## AIM OF THE TASK
Set down exactly, and only, the lines from the one with "Where is the tree in this photo?" to the final line of the entries, both included.

[Detection examples]
-- start --
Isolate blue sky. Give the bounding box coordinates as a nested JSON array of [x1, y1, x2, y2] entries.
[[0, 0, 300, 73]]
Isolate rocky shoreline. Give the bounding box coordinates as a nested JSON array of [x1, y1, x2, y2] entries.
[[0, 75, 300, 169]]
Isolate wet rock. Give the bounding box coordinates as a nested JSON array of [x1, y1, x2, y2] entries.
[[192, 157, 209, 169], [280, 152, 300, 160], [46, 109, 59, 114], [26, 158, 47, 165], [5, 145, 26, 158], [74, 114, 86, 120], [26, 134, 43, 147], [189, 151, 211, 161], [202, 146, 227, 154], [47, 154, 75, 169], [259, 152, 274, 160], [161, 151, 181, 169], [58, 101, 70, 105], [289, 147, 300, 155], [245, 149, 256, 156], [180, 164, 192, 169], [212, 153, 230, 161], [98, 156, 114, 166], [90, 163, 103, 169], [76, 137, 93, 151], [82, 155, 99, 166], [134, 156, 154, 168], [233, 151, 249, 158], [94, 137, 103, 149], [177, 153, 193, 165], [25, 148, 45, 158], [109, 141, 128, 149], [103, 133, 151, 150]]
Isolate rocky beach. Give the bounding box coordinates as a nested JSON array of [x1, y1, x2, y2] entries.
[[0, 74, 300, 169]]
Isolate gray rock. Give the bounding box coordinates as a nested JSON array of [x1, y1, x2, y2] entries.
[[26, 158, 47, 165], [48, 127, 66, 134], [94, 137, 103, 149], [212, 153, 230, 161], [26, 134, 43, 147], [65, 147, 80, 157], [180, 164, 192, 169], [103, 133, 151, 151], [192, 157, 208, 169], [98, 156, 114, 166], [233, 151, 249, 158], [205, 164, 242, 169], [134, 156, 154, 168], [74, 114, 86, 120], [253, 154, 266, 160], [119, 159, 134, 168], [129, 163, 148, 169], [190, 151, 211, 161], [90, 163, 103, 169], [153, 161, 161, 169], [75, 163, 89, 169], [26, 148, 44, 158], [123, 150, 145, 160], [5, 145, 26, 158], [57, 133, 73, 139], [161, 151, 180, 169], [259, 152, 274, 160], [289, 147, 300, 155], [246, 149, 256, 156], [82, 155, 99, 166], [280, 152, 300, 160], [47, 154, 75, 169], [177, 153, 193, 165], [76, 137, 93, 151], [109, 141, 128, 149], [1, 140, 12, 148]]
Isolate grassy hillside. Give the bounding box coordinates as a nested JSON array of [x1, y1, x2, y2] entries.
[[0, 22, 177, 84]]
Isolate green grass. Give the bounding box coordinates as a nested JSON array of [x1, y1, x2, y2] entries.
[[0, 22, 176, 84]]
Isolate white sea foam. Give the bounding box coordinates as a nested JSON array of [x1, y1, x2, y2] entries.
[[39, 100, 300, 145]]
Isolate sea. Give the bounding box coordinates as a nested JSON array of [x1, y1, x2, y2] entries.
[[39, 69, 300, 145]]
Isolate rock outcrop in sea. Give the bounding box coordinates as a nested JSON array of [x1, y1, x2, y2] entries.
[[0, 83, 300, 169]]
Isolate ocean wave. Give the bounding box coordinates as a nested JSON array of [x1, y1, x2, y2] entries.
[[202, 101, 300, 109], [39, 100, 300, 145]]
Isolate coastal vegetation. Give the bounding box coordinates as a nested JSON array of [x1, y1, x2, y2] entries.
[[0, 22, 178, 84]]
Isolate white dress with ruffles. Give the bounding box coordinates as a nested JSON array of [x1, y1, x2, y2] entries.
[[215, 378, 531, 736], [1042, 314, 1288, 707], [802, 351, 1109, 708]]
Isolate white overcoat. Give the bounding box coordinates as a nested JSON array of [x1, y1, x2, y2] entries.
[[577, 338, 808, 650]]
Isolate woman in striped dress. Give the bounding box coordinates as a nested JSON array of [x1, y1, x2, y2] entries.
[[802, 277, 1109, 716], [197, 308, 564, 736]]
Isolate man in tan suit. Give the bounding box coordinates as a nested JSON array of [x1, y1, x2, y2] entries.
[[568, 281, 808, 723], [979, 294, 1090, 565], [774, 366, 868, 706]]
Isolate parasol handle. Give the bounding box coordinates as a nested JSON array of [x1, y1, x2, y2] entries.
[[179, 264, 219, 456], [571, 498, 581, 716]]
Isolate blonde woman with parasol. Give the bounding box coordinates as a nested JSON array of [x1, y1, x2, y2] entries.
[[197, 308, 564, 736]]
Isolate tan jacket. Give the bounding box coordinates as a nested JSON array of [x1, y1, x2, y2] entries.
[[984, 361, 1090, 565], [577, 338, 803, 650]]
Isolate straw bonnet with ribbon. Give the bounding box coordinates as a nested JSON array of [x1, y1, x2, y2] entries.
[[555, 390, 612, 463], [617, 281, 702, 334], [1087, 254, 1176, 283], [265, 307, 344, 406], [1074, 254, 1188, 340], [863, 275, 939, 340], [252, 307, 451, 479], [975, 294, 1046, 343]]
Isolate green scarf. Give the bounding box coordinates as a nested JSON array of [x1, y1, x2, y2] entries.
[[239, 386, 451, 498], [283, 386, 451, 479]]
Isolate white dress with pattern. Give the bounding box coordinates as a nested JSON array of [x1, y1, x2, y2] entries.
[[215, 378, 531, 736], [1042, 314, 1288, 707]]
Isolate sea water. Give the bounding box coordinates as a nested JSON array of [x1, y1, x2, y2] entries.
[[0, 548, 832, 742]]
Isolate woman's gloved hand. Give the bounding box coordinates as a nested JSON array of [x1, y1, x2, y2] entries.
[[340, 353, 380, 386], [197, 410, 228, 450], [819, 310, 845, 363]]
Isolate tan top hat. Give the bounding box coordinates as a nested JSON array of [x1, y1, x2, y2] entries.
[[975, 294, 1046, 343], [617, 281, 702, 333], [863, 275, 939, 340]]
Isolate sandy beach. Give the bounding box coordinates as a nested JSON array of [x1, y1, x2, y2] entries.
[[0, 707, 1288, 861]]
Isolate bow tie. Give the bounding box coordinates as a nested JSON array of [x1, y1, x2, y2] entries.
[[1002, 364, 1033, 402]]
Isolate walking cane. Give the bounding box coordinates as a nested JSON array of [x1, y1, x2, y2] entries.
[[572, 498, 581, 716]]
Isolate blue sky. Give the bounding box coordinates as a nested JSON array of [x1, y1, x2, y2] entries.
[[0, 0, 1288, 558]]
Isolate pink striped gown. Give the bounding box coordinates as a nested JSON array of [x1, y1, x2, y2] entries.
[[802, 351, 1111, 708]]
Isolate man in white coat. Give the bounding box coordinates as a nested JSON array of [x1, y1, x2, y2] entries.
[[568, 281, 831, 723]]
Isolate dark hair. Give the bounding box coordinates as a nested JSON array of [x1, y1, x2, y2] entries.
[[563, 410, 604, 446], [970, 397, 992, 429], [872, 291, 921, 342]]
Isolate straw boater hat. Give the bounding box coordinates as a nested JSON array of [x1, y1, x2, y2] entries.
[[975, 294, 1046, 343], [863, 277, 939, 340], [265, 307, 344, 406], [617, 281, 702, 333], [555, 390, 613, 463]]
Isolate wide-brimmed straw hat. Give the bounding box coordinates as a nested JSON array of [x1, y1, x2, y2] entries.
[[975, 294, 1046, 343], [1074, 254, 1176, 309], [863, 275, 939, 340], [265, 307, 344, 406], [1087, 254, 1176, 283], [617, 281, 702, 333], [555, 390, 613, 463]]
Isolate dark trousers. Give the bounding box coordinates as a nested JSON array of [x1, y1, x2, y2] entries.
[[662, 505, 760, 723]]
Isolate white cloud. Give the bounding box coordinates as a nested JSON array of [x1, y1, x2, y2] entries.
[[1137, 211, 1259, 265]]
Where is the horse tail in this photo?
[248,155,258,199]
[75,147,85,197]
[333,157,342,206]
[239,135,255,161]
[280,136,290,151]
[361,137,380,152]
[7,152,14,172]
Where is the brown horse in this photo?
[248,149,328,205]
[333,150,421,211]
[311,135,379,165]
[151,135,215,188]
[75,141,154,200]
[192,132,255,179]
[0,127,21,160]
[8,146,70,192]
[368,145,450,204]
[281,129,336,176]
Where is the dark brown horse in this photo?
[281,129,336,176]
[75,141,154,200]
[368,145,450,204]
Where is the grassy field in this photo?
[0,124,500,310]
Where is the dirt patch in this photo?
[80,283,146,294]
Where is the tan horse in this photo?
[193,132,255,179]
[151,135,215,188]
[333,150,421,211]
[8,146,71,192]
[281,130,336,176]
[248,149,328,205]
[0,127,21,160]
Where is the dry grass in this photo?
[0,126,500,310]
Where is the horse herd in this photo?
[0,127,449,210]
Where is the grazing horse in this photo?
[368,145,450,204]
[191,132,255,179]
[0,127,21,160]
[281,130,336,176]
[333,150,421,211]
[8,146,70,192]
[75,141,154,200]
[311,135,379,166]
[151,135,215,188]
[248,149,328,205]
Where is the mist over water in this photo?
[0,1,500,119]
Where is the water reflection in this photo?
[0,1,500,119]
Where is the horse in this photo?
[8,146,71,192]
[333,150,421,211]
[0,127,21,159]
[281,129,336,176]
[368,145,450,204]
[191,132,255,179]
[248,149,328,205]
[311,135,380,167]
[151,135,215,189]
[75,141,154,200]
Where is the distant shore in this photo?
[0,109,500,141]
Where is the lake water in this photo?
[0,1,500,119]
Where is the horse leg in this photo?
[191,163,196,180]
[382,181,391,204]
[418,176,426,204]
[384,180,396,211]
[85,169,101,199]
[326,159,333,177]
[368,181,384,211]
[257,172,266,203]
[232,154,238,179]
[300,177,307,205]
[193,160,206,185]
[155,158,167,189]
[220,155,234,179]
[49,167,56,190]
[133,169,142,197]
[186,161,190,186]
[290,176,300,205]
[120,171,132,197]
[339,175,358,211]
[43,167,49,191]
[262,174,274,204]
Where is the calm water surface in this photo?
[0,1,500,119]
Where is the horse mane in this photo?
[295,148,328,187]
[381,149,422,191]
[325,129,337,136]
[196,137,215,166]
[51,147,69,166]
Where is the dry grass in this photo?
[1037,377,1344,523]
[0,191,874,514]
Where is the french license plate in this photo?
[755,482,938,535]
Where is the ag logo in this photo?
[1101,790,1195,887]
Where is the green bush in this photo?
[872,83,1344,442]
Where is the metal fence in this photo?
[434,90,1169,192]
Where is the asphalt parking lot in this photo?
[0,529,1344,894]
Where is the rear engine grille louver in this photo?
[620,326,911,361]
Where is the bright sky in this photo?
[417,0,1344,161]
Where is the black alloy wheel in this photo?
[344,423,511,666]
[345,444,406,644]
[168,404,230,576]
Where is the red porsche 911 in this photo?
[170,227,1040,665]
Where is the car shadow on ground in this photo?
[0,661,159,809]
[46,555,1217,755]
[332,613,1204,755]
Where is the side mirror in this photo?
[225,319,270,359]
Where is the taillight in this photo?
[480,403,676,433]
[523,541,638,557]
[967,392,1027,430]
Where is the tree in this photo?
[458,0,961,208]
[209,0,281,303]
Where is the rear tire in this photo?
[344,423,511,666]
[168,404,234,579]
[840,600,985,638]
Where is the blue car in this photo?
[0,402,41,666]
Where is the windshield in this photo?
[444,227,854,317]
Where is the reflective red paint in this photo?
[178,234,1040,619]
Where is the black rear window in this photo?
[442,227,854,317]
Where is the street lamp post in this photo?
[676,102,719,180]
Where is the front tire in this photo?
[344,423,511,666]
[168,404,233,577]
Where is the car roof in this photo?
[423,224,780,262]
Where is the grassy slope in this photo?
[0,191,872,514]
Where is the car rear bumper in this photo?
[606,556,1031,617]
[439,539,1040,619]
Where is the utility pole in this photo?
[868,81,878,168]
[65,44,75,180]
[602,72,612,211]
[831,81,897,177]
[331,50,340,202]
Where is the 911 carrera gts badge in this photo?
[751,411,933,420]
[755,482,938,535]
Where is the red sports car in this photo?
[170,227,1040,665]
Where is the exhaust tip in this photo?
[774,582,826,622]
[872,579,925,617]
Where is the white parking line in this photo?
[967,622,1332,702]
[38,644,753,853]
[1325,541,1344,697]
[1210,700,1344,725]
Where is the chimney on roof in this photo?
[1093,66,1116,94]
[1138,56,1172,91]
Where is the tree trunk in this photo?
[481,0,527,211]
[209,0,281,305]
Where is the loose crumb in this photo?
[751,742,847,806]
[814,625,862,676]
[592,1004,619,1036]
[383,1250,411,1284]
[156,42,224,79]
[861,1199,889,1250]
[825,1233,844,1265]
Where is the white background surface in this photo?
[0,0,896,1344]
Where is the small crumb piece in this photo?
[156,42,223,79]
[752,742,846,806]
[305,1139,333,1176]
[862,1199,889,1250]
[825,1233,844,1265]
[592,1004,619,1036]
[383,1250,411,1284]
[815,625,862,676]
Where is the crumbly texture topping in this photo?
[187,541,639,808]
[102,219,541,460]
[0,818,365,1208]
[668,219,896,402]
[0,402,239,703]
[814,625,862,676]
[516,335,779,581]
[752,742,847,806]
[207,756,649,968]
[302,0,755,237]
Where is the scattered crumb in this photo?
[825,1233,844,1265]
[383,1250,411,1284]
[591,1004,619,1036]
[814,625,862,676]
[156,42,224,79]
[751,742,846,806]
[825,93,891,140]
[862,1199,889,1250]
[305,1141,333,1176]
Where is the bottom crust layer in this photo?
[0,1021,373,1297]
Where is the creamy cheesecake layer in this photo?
-- end --
## SOLUTION TO THIS TASK
Where is the tree in this photo?
[458,0,961,208]
[209,0,281,303]
Where is the rear tire in this photo?
[344,423,511,666]
[168,404,234,579]
[840,600,985,638]
Where is the blue car in this photo?
[0,402,41,666]
Where is the windshield in this photo?
[444,227,854,317]
Where is the reflective red paint in this photo?
[178,234,1040,619]
Where is the black rear window in this photo?
[442,227,854,317]
Where is the street lamp post in this photo?
[676,102,719,180]
Where is the front tire in this photo?
[344,423,511,666]
[168,404,233,577]
Where is the car roof in this photo?
[423,224,780,262]
Where is the grassy slope in this photo?
[0,191,872,514]
Where is the car rear bumper in this photo?
[606,556,1031,617]
[439,539,1040,619]
Where is the utility pole in this photo?
[868,81,878,168]
[65,44,75,180]
[602,72,612,211]
[831,81,897,177]
[331,50,340,202]
Where is the 911 carrera gts badge in this photo?
[751,411,933,420]
[755,482,938,535]
Where is the red sports car in this photo?
[170,227,1040,665]
Where is the exhaust tip in this photo?
[774,582,826,622]
[872,579,925,617]
Where is the white parking line in this photo?
[967,622,1332,702]
[38,644,753,853]
[1325,541,1344,697]
[1210,700,1344,725]
Where is the chimney on roof in this photo?
[1093,66,1116,94]
[1138,56,1172,91]
Where is the tree trunk in this photo?
[481,0,527,211]
[209,0,281,305]
Where is the loose crumb in this photo?
[751,742,847,806]
[814,625,862,676]
[592,1004,619,1036]
[383,1250,411,1284]
[156,42,224,79]
[861,1199,889,1250]
[825,1233,844,1265]
Where is the white background surface in this photo?
[0,0,896,1344]
Where is the small crumb piece in this photo?
[156,42,223,79]
[752,742,846,806]
[305,1139,333,1176]
[862,1199,889,1250]
[825,1233,844,1265]
[592,1004,619,1036]
[383,1250,411,1284]
[815,625,862,676]
Where is the crumbly texture topping in this photo?
[187,541,639,808]
[102,219,541,460]
[0,818,365,1208]
[668,219,896,402]
[0,402,239,703]
[814,625,862,676]
[516,335,779,581]
[752,742,847,806]
[207,756,649,968]
[302,0,755,237]
Where is the scattered crumb in this photo?
[825,1233,844,1265]
[383,1250,411,1284]
[591,1004,619,1036]
[814,625,862,676]
[156,42,224,79]
[751,742,846,806]
[825,93,891,140]
[862,1199,889,1250]
[305,1141,333,1176]
Where is the bottom crust layer in this photo?
[0,1021,373,1297]
Where is the creamy cheesecake layer in this photo?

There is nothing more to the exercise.